Work item A —
Answer these questions from the CResNeXt excerpt:
(i) What micro- and macro-average AUC score does CResNeXt give for multi-class classification?
(ii) Where can a patient be sent if the model's screening finds COVID-19?
(iii) What multi-class classification accuracy does CResNeXt reach on dataset DS2?
Work item B — Rewrite the stretch of the CResNeXt excerpt from "The ROC curve for" through "go for the PCR test.", putting "preliminary screening" in place of "initial screening".

Document text —
################

Table 9 Comparison of CResNeXt with existing deep learning models on original dataset
Table 10 Comparison of CResNeXt with existing deep learning models on augmented dataset

Moreover, we have used the area under the curve (AUC) and receiver operating characteristic (ROC) curve measures to further evaluate the performance of the proposed model. The ROC curve gives a trade-off between TPR (True Positive Rate) and FPR (False Positive Rate) at different classification thresholds [39]. Figure 15 presents the ROC curve generated by CResNeXt for multi-class and binary class classification while the predictions are evaluated on DS2. The curve in Fig. 15 highlights the strength of CResNeXt in achieving a high TPR of close to 100% at a very low FPR of close to 0% for both multi-class and binary class classification. Moreover, the micro and macro-average AUC score given by CResNeXt for multi-class classification is 0.99. Likewise, the AUC for binary class classification is 100%. The value of AUC close to 1 for both multi and binary class models indicates that the model is highly accurate in detecting COVID-19 from chest radiograph.

Fig. 15
figure 15

The ROC curve for the multi-class (a) and binary class (b) COVID-19 diagnosis model on Independent testing image of DS2

These results indicate that the proposed method outperforms the state-of-the-art methods and can be utilized by health experts to effectively diagnose COVID-19 infection from chest radiographs. The radiograph diagnosis is fast, reliable, and widely used for the diagnosis of COVID-19 patients. Specifically, the proposed model can be used for the initial screening of COVID-19 patients from a radiograph. After the initial screening by the model, if a patient is diagnosed with COVID-19 then the patient can be sent for the PCR test. Meanwhile, a patient can be given initial treatment without delay. However, if the patient is tested negative during initial screening then the patient may not need to go for the PCR test.

6 Conclusion

In this work, we have designed and developed two deep learning-based methods, namely CResNeX and 2Scale feature fusion model for automatic diagnosis of COVID-19 infection from chest radiographs. To improve the prediction accuracy of COVID-19 diagnosis in less training time. The proposed CResNeXt model achieves binary (COVID-19 and No-Finding) and multi-class (COVID-19, Pneumonia, and No-Finding) classification accuracy of 98.63% and 97.42% on dataset DS1, respectively. Further, the CResNeXt results in binary and multi-class classification accuracy of 99.99% and 99.27% on dataset DS2, respectively. The 2Scale feature fusion model achieved an accuracy of 98.75% and 98.63% for binary and multi-class classification respectively. We have found that these models, outperforms existing methods based on both original and augmented datasets. The comparison of proposed method is shown in Table 11. These promising results indicate that CResNeXt and 2Scale feature fusion models are very robust and can be effectively used by health experts to diagnose COVID-19 from chest radiographs.

################

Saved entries
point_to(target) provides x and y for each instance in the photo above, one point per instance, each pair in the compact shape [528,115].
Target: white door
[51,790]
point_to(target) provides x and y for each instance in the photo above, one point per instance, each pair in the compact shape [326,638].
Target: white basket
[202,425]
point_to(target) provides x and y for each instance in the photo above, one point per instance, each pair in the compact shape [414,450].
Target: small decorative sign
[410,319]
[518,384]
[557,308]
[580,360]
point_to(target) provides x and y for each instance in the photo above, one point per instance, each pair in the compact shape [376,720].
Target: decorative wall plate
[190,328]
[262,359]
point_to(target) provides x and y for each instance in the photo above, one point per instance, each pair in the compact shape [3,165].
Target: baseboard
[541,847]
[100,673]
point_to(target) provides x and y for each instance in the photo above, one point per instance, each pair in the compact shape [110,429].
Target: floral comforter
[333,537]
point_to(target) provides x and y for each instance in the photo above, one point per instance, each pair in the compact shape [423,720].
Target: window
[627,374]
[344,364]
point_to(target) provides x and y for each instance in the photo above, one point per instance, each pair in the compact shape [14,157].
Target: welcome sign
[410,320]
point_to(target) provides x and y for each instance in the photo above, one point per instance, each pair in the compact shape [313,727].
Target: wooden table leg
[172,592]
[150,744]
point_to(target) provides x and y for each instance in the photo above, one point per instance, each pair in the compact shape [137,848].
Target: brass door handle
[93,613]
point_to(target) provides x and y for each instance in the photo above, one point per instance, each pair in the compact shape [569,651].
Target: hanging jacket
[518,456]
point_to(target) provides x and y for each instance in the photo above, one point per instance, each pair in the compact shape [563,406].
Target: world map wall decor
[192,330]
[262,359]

################

Answer area A —
(i) 0.99
(ii) For the PCR test
(iii) 99.27%

Answer area B —
The ROC curve for the multi-class (a) and binary class (b) COVID-19 diagnosis model on Independent testing image of DS2

These results indicate that the proposed method outperforms the state-of-the-art methods and can be utilized by health experts to effectively diagnose COVID-19 infection from chest radiographs. The radiograph diagnosis is fast, reliable, and widely used for the diagnosis of COVID-19 patients. Specifically, the proposed model can be used for the preliminary screening of COVID-19 patients from a radiograph. After the preliminary screening by the model, if a patient is diagnosed with COVID-19 then the patient can be sent for the PCR test. Meanwhile, a patient can be given initial treatment without delay. However, if the patient is tested negative during preliminary screening then the patient may not need to go for the PCR test.